### Directions for this task
Top to bottom, output the entries that follow exactly.

### Records for the exercise
--- --- ---
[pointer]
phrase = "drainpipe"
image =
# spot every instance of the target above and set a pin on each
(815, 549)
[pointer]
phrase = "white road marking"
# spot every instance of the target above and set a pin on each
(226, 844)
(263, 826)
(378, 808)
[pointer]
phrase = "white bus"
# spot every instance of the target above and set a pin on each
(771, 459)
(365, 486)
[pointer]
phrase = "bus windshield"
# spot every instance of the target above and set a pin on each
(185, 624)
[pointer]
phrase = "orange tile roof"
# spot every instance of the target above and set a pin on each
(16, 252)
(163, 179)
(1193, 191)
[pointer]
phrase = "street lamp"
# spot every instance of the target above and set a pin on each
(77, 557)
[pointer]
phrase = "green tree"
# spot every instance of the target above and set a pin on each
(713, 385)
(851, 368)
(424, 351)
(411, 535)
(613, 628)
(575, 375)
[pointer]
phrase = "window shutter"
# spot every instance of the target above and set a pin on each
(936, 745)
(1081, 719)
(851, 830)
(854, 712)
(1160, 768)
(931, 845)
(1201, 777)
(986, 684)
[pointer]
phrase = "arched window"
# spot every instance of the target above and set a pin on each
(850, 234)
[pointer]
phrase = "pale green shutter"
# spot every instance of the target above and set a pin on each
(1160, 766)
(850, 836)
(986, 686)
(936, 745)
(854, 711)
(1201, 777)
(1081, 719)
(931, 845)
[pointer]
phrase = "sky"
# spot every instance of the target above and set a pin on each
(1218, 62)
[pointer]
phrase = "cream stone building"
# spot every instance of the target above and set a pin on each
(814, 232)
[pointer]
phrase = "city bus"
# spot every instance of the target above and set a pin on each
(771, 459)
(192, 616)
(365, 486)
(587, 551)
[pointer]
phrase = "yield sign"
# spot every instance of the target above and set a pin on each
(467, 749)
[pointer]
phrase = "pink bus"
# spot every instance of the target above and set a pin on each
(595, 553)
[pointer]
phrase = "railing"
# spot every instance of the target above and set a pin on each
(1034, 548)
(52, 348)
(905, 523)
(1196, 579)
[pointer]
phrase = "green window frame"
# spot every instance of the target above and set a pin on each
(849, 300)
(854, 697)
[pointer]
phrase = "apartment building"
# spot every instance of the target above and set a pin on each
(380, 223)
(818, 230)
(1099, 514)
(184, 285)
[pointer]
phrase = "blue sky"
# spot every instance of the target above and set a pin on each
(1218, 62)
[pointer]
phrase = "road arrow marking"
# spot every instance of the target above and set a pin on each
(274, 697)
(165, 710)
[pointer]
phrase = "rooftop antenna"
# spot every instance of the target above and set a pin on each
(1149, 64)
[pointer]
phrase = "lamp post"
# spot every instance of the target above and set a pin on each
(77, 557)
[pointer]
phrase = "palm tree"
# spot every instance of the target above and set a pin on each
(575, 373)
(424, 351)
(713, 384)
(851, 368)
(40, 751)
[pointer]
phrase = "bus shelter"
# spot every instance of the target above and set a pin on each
--- --- ---
### Solution to the problem
[pointer]
phrase = "drainpipe"
image =
# spot every instance of the target above and set a pin on each
(815, 549)
[pointer]
phrase = "white road marking"
# spot every instance of the target above and set a pin on each
(226, 844)
(263, 826)
(378, 808)
[pointer]
phrase = "white bus"
# spot every instance of the target above and set a pin on each
(771, 459)
(365, 486)
[pointer]
phrase = "bus windshield"
# spot every instance of the target above and set a pin on each
(185, 624)
[pointer]
phrase = "orange tile roof"
# spot every instance of the target above and set a pin on each
(16, 252)
(163, 179)
(1193, 191)
[pointer]
phrase = "street lamp"
# spot every instance of the target above and set a pin on each
(77, 557)
[pointer]
phrase = "green tree"
# spot every instance of the target above and set a pin on each
(713, 385)
(851, 368)
(424, 351)
(411, 535)
(613, 628)
(575, 375)
[pointer]
phrase = "window shutter"
# spot every instance of the target above and set a pin on each
(936, 745)
(1081, 719)
(851, 830)
(854, 712)
(1160, 768)
(931, 845)
(1201, 777)
(986, 684)
[pointer]
phrase = "arched window"
# spot every instance of the target above and set a pin on each
(850, 234)
[pointer]
phrase = "pale green shutter"
# spot every instance of the target above and set a pin on each
(1160, 766)
(850, 836)
(986, 686)
(936, 745)
(854, 711)
(1201, 777)
(1081, 719)
(931, 845)
[pointer]
phrase = "sky"
# spot every instance of the target above and set a pin on each
(1218, 62)
[pointer]
phrase = "cream stone building"
# spot every instance of the target above and set a pin on each
(814, 232)
[pointer]
phrase = "city bus"
# spot every instance of the target above and set a pin on each
(771, 459)
(192, 616)
(365, 486)
(587, 551)
[pointer]
phrase = "yield sign"
# spot every instance of the target above and set a pin on each
(467, 749)
[pointer]
phrase = "pink bus"
# spot every instance of the target above and set a pin on each
(595, 553)
[pointer]
phrase = "railing"
# spot every instance of the target above and set a pin on each
(1034, 548)
(52, 348)
(905, 523)
(1196, 579)
[pointer]
phrase = "green window frame"
# spot every instance of the target above and set a pin on each
(849, 300)
(854, 697)
[pointer]
phrase = "apartment building"
# spot every instance of the target above and set a pin on each
(380, 223)
(818, 230)
(1099, 514)
(184, 285)
[pointer]
phrase = "blue sky"
# spot every instance of the target above and set a pin on each
(1218, 62)
[pointer]
phrase = "road arrow marking"
# spot every instance of the target above and set a pin on each
(274, 697)
(165, 710)
[pointer]
phrase = "rooftop antenna"
# spot every instance of the target above and set a pin on each
(1149, 64)
[pointer]
phrase = "lamp post"
# spot every instance of the target above and set a pin on each
(77, 557)
[pointer]
phrase = "palm tree"
# spot every instance of the target above and set a pin on each
(575, 373)
(424, 351)
(713, 384)
(851, 368)
(40, 751)
[pointer]
phrase = "bus shelter"
# spot every instance of the target above and set a pin on each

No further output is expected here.